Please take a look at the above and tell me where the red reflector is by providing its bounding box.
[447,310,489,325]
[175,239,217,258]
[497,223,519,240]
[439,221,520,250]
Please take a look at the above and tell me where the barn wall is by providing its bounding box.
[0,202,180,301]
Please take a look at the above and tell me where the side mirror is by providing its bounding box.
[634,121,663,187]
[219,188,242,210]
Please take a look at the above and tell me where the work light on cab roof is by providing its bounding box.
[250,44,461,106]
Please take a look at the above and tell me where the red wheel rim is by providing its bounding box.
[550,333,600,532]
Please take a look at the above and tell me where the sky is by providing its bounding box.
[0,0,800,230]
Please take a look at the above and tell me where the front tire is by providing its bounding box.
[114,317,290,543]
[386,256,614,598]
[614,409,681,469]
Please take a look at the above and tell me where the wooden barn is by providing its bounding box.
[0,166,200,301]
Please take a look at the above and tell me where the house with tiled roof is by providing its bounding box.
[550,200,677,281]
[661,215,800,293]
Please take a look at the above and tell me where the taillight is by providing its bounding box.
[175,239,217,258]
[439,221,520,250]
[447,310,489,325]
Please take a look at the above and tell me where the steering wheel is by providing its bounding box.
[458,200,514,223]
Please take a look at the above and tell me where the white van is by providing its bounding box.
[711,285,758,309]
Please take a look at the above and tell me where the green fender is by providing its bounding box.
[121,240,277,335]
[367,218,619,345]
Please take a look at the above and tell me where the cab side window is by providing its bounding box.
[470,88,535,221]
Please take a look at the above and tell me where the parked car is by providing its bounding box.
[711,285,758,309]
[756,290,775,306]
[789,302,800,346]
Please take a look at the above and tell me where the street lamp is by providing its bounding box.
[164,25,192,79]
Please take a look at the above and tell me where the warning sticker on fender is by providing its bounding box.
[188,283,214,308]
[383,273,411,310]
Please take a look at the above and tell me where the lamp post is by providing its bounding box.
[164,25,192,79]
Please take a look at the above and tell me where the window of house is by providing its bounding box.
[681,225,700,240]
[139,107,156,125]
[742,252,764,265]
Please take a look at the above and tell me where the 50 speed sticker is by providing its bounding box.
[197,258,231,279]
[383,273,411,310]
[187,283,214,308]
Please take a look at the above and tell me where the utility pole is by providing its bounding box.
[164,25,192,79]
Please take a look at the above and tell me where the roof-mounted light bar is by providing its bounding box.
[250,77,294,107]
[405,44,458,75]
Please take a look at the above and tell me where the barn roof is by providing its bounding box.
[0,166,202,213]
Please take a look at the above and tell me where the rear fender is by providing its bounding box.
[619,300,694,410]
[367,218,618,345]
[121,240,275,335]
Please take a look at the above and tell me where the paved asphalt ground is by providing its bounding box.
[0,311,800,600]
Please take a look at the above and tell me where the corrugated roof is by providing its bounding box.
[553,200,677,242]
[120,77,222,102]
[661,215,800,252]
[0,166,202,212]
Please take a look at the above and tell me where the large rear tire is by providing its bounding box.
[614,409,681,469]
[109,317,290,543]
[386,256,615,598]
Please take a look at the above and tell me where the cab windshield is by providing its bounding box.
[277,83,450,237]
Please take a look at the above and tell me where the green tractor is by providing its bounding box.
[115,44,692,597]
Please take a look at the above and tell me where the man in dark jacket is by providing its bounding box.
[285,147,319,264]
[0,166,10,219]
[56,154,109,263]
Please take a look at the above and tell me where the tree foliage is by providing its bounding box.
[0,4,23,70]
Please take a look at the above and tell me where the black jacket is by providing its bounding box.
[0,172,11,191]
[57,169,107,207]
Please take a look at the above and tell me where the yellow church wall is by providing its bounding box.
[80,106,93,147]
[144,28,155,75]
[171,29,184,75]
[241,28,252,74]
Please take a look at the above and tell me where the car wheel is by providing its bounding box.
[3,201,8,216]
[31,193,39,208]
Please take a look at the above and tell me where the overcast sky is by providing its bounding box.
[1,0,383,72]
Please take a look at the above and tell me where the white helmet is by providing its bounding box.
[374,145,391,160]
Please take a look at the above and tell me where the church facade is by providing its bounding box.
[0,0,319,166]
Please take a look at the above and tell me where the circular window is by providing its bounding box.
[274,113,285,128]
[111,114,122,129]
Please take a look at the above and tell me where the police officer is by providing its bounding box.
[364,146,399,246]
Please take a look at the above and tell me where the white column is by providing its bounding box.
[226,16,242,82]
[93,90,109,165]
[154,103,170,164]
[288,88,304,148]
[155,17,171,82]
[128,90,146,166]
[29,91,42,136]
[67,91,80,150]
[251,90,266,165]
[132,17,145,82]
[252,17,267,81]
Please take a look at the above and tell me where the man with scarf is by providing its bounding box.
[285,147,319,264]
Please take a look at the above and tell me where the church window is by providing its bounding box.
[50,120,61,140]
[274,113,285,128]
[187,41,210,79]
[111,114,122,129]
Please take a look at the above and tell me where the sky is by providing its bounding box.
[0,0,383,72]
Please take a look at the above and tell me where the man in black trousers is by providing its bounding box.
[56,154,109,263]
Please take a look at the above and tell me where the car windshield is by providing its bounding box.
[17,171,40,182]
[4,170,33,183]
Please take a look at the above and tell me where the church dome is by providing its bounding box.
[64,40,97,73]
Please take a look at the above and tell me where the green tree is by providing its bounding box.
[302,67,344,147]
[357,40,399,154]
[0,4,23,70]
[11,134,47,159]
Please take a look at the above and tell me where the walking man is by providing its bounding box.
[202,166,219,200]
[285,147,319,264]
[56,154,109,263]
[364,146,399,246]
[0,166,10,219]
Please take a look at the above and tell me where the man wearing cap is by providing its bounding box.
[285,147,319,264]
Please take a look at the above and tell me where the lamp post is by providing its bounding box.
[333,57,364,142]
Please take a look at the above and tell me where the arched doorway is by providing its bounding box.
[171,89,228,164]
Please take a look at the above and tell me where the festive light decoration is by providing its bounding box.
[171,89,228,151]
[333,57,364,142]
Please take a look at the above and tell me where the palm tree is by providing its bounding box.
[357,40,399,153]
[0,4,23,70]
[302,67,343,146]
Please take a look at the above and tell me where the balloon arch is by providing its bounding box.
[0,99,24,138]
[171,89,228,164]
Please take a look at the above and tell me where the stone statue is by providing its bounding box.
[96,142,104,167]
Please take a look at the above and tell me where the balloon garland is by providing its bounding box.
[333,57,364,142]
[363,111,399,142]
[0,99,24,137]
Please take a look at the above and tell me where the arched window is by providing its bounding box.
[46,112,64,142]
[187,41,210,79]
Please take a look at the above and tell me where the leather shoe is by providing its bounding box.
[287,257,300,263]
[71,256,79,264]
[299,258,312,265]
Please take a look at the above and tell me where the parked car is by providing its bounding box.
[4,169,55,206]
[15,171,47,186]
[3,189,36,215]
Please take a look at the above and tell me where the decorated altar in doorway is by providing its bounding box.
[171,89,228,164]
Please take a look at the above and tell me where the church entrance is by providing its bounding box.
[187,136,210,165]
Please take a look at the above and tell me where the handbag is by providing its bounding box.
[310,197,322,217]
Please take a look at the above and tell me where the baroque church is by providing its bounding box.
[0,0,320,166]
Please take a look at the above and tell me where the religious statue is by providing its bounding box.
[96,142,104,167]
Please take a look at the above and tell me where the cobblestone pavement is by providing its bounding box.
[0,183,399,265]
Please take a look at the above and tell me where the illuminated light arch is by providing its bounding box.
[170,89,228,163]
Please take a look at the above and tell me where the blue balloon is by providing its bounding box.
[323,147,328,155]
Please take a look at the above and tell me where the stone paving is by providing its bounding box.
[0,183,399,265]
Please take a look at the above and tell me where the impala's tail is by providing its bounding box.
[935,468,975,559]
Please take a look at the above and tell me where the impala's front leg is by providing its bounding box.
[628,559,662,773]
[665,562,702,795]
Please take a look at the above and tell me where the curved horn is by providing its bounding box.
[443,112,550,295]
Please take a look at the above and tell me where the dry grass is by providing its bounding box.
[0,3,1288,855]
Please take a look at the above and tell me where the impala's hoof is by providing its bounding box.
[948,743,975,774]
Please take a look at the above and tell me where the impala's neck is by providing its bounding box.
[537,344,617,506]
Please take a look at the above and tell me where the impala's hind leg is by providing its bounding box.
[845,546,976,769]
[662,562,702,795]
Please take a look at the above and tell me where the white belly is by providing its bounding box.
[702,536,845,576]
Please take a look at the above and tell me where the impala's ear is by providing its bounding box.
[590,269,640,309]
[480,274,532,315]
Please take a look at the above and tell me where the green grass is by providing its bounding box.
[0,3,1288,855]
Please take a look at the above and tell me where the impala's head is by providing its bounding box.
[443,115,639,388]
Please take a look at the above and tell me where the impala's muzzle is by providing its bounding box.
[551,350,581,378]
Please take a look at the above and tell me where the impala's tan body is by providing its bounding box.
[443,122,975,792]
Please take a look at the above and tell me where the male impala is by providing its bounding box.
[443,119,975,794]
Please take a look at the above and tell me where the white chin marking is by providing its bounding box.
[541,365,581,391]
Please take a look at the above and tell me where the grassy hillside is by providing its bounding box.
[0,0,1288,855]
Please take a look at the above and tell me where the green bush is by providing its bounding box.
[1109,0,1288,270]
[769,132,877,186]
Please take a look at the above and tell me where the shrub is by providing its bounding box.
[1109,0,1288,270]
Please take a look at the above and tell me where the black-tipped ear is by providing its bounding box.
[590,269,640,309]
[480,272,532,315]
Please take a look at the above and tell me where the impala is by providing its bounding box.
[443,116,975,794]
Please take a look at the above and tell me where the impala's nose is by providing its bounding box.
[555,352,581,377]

• The problem
Reproduce the lines of the listing above word for word, from its first line through the line containing "[0,202,180,301]".

• Result
Please take a look at the above and tell me where the red reflector is by providing its bounding box.
[447,310,489,325]
[175,239,217,258]
[497,223,519,240]
[439,221,520,250]
Please take a look at the above and tell me where the barn wall is by providing its bounding box.
[0,202,180,301]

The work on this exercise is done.